- _Input records_
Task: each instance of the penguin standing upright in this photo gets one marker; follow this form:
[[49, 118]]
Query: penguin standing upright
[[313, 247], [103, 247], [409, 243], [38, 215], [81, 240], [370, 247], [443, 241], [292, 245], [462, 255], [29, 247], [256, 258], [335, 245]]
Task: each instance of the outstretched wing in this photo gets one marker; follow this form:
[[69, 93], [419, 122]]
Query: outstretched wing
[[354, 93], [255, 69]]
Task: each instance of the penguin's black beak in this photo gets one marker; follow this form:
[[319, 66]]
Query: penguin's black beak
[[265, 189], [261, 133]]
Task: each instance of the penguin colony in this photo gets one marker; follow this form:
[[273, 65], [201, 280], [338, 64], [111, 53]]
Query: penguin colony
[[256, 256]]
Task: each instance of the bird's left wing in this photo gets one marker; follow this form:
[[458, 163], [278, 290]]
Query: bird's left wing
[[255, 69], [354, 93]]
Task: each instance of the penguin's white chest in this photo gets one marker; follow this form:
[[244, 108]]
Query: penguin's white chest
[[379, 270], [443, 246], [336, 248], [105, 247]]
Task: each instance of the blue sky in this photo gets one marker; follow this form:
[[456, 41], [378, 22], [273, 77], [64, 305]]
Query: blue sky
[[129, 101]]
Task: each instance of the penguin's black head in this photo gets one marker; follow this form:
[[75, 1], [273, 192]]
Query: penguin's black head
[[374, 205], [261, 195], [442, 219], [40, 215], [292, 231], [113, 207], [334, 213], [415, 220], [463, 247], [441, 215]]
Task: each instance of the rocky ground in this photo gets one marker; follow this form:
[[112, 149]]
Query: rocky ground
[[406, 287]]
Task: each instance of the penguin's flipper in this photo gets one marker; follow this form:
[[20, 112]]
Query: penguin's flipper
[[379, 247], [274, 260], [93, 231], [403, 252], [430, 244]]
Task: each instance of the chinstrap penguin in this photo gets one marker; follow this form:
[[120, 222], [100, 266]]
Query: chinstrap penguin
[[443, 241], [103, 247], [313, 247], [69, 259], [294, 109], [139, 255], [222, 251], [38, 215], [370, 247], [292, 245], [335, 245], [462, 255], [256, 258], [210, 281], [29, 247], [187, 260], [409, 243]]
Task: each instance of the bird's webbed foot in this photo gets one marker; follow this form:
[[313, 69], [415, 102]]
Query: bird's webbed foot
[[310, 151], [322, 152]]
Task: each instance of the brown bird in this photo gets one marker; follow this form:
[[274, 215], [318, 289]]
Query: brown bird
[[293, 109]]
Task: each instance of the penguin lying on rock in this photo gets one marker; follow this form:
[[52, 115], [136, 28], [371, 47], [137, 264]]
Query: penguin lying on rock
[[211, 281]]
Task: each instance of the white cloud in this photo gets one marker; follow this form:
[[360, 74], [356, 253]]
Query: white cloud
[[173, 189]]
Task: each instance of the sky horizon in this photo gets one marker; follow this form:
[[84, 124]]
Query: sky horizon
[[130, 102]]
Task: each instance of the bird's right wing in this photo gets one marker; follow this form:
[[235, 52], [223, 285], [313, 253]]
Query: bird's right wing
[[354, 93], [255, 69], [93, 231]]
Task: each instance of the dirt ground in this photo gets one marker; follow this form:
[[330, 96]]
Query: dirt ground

- _Requirements_
Return the lines of the material from the line containing "Task: each instance of the blue" through the line containing "[[129, 101]]", both included, with no change to any character.

- _Complete response_
Task: each instance of the blue sky in this photo gets one marker; follow this form:
[[456, 41], [378, 22], [273, 77], [64, 305]]
Query: blue sky
[[129, 101]]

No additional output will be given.